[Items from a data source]
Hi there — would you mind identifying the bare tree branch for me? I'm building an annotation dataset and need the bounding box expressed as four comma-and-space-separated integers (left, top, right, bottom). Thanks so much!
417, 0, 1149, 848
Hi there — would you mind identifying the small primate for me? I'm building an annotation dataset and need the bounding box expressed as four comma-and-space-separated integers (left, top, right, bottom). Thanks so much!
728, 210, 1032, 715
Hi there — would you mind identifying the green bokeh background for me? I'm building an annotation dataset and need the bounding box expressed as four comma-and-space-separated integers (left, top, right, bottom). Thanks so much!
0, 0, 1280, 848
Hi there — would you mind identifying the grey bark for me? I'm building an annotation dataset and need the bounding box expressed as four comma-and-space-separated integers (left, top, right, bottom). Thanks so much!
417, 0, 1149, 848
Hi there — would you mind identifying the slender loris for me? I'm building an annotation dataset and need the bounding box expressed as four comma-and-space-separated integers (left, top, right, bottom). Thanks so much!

_Required work_
Could you rewrite all of the material, swapping "bounding box" for "bounding rectangle" wherever it occurs and leaving every other word untouched?

_Result of this task_
Hi there — would you mind identifying the bare tree branch for me? I'm building an annotation dataset and need the bounding rectangle expressed as four comma-and-space-separated integers (left, top, right, bottom). Thanks so much!
417, 0, 1149, 848
Hi there — would you mind identifying the small primate for me? I'm building an annotation dataset and need the bounding rectangle expressed as four comma-and-space-separated integers (left, top, right, bottom). Thanks so much!
728, 210, 1032, 715
Hi there — would you mind identifying the green bokeh background for me? I'm building an annotation dataset and need the bounding rectangle expressed as four comma-and-space-separated integers (left, top, right, bottom). Thanks so much!
0, 0, 1280, 848
Hi there — would you mind identifying the grey bark for me? I'm building an annotation dataset and need the bounding rectangle expressed as four comma-and-space-separated integers (left, top, right, bottom). Thanks so much!
417, 0, 1149, 848
Hi there — would you mind identifying the slender loris for me? I'm building an annotation dataset and need the bounding rectangle expressed as four comma-and-space-separated integers (left, top, right, bottom). Thanks so much!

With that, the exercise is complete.